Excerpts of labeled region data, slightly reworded
= = = =

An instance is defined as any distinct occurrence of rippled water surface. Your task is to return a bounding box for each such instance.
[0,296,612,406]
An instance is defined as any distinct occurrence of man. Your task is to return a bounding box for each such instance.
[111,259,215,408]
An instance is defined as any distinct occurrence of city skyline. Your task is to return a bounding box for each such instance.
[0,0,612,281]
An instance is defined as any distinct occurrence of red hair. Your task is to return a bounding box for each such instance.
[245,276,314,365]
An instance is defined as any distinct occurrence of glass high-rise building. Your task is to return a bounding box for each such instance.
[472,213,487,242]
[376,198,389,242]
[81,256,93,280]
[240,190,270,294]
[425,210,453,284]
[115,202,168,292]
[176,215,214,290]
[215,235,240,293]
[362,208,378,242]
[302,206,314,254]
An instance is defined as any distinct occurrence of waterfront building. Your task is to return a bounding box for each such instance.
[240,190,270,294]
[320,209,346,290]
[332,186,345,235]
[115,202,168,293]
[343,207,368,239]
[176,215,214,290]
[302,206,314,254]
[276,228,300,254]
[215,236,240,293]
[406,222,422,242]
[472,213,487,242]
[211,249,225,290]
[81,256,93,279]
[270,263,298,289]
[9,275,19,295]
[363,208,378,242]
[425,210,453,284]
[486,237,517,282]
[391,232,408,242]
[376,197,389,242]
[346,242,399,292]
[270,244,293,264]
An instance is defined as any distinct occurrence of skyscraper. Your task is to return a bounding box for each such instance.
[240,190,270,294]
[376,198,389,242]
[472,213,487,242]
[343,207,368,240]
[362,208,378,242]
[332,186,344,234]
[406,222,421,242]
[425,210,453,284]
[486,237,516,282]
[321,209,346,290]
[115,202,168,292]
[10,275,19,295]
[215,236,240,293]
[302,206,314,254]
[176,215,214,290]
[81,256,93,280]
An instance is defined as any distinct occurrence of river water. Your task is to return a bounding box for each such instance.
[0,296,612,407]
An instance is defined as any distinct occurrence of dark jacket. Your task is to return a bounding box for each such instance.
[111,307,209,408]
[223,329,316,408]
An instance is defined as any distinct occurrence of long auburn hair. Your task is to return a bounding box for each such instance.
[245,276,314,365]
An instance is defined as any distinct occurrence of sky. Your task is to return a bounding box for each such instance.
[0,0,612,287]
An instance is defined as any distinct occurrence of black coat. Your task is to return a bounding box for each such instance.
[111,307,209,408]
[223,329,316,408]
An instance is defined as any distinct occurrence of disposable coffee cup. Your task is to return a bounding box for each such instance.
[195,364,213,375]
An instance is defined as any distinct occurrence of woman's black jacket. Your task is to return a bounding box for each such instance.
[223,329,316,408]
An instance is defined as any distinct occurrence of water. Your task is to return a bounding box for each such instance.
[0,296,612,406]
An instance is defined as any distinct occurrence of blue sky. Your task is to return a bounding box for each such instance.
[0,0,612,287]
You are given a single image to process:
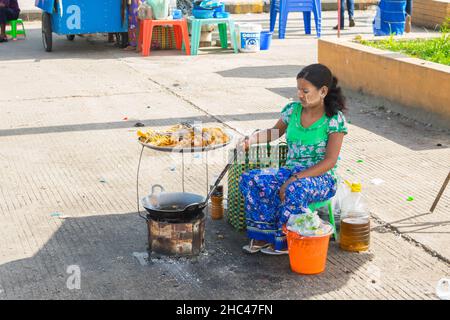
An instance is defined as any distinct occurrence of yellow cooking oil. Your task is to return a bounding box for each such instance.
[339,214,370,252]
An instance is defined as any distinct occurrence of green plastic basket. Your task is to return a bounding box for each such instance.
[226,143,288,231]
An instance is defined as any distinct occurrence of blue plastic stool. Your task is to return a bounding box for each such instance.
[270,0,322,39]
[308,199,338,241]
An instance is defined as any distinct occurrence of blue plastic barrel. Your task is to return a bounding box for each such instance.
[260,31,273,50]
[373,0,406,36]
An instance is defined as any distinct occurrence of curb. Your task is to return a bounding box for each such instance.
[19,0,378,21]
[225,0,378,14]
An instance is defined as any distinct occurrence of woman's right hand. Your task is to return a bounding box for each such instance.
[237,136,250,151]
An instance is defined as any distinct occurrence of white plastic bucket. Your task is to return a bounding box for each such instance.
[236,23,262,52]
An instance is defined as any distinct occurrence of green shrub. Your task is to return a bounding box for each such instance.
[357,18,450,66]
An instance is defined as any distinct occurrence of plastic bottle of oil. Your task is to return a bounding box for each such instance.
[339,183,370,252]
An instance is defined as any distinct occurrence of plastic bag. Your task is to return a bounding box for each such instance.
[286,210,333,236]
[327,180,351,216]
[340,181,368,221]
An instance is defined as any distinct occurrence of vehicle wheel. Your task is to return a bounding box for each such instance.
[42,12,53,52]
[116,32,128,48]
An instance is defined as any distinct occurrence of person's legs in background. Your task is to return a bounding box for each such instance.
[405,0,412,33]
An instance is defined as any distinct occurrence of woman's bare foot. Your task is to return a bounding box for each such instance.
[253,240,268,247]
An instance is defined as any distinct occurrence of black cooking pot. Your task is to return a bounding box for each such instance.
[142,184,207,221]
[142,149,237,221]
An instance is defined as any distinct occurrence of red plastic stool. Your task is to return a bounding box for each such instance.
[138,19,191,56]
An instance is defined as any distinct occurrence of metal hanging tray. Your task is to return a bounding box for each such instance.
[138,130,233,153]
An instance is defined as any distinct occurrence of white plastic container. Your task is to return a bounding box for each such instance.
[236,23,262,52]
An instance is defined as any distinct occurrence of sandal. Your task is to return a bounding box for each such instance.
[242,239,270,253]
[260,246,289,256]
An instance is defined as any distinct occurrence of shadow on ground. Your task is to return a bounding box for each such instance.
[0,213,372,299]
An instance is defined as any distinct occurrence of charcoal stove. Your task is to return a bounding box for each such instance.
[137,129,231,256]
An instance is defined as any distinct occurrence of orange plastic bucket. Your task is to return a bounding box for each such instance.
[285,229,331,274]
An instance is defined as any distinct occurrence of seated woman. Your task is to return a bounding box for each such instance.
[239,64,347,254]
[0,0,20,42]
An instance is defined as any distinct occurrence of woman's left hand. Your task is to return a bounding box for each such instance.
[280,176,297,203]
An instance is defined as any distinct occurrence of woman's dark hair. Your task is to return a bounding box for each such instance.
[297,63,347,117]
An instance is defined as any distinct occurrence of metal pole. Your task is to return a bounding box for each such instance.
[337,0,342,38]
[430,172,450,213]
[181,151,184,192]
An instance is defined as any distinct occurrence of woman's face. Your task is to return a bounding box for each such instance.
[297,78,326,108]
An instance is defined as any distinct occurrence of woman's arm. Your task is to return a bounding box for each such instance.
[295,132,345,179]
[244,119,287,146]
[280,132,345,202]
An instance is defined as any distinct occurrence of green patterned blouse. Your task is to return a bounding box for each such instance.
[281,102,347,178]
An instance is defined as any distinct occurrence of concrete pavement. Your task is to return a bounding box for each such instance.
[0,12,450,299]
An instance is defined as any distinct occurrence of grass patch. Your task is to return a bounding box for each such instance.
[356,18,450,66]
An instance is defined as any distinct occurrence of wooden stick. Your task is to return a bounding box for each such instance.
[430,172,450,213]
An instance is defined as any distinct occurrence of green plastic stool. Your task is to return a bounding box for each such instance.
[6,19,27,40]
[308,199,338,241]
[188,17,238,55]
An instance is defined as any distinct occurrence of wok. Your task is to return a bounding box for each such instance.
[142,149,237,220]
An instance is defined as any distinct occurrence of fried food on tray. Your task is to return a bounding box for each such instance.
[137,124,230,148]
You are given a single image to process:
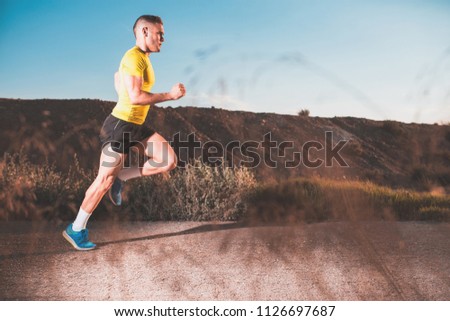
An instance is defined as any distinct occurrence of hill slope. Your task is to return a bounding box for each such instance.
[0,99,450,191]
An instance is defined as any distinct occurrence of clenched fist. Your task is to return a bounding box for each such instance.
[170,83,186,100]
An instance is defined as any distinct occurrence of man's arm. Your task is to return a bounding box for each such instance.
[114,71,120,95]
[123,75,186,105]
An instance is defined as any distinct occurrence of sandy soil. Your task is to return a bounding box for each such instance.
[0,221,450,300]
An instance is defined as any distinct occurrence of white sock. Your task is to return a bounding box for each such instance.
[117,167,142,181]
[72,207,91,232]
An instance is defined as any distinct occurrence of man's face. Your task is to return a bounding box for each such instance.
[144,23,164,52]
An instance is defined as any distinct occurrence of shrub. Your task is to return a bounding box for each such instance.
[298,109,310,117]
[125,160,256,221]
[0,153,93,220]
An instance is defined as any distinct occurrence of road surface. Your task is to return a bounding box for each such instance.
[0,221,450,301]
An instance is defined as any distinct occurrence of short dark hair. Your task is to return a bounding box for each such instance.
[133,14,163,36]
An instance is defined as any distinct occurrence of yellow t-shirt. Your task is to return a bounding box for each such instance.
[111,46,155,125]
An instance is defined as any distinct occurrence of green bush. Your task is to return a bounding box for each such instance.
[0,153,93,220]
[246,178,450,223]
[128,160,256,221]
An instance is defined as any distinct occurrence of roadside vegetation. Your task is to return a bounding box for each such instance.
[0,153,450,224]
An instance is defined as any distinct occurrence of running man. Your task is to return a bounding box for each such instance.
[63,15,186,250]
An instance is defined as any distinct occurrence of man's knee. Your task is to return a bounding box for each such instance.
[167,153,178,171]
[91,175,115,194]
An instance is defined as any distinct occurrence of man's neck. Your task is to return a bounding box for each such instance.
[136,42,150,56]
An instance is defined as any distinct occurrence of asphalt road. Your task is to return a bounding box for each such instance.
[0,221,450,301]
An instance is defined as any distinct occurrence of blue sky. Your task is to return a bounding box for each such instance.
[0,0,450,123]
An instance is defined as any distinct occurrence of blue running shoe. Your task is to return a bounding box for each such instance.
[63,224,95,251]
[108,177,123,206]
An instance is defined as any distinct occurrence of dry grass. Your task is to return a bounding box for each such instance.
[247,178,450,223]
[129,161,256,221]
[0,153,450,224]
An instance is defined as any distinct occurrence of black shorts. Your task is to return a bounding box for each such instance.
[100,115,155,154]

= = = =

§ WHAT YOU NEED TO DO:
Copy the material from the line containing "An instance is defined as any distinct occurrence of water." through the line containing "[226,143,288,231]", with both of those lines included. Omit the picture from your copy.

§ OUTPUT BELOW:
An instance is defined as any distinct occurrence of water. Your task is to return a bounding box for each such instance.
[0,296,612,406]
An instance is defined as any distinct occurrence of blue sky. Your task is to return a bounding box for each such instance.
[0,0,612,287]
You are given a single image to process:
An instance is defined as any distinct occurrence of yellow cooking oil. Your task is to return a bounding box for each such instance.
[339,214,370,252]
An instance is defined as any distinct occurrence of green plastic basket. Your task is to return a bounding box for each such instance.
[226,143,288,231]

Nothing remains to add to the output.